Reading text:
┌────────
# Westboro Church



## Blake Bowden (Jul 22, 2009)

These people disgust me...

[video=youtube;bsipv1jTQC8]http://www.youtube.com/watch?v=bsipv1jTQC8[/video]

Wait till you get to the end...


----------



## Sirius (Jul 22, 2009)

These people also say 'God is Love'. What hypocrites. Fundamentalist through and through.


----------



## TCShelton (Jul 22, 2009)

Wow.


----------



## scottmh59 (Jul 22, 2009)

wow....really sad.i ran into a person like this at a store i was working at the other day. and because i was working with a company shirt on,it was kind of hard to really speak my mind to him. i mean, who was this guy to judge? he had 3 teeth in his mouth and smelled like he took a bath in a sewer. funny,but sad.


----------



## cmoreno85tx (Jul 22, 2009)

Most of thier members are just family members.


----------



## Nate Riley (Jul 22, 2009)

cmoreno85tx said:


> Most of thier members are just family members.



Oh! Is it one of those groups that inbreed their own?

I googled them, these people are nuts!!!

I have been a Baptist (SBC) my whole life. I'm mad! They need to drop the name Baptist, and Church for that matter.  What they are preaching is not what Jesus taught or the way he taught it.


----------



## Wingnut (Jul 23, 2009)

They are part of why there is a Patriot Guard...


----------
└────────
What you need to do:
(A) Answer these questions from the forum thread on Westboro Church:
(i) According to Sirius, what phrase do these people also say?
(ii) What denomination does Nate Riley report having belonged to his whole life?
(iii) According to Wingnut, they are part of the reason for the existence of what?
(B) From the forum thread on Westboro Church, quote the passage starting at "Oh! Is it one" and ending at "he taught it.".
The records are not needed for any of the work on this page.

Raw data:
┌────────
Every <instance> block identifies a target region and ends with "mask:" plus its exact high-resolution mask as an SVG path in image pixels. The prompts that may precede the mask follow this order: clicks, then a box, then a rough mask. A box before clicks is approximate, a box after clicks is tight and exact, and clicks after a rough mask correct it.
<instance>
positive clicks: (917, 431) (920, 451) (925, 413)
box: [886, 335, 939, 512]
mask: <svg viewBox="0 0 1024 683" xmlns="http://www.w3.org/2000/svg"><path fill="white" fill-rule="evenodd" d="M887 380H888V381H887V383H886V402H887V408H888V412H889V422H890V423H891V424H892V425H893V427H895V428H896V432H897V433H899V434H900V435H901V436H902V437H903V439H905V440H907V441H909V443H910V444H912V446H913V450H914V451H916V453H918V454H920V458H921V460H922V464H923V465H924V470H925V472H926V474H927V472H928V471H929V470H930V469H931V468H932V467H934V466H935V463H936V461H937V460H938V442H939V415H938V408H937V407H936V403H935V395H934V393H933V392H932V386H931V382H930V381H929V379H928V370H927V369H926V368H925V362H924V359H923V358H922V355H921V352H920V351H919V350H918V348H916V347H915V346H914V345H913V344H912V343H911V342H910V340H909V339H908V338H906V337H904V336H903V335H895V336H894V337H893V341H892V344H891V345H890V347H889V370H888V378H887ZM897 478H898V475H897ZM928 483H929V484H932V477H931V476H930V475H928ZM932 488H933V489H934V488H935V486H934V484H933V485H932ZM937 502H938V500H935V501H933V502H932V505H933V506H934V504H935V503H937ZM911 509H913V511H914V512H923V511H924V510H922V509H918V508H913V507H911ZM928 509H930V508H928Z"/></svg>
└────────
Results for each task:
(A)
(i) 'God is Love'
(ii) Baptist (SBC)
(iii) A Patriot Guard

(B)
Oh! Is it one of those groups that inbreed their own?

I googled them, these people are nuts!!!

I have been a Baptist (SBC) my whole life. I'm mad! They need to drop the name Baptist, and Church for that matter.  What they are preaching is not what Jesus taught or the way he taught it.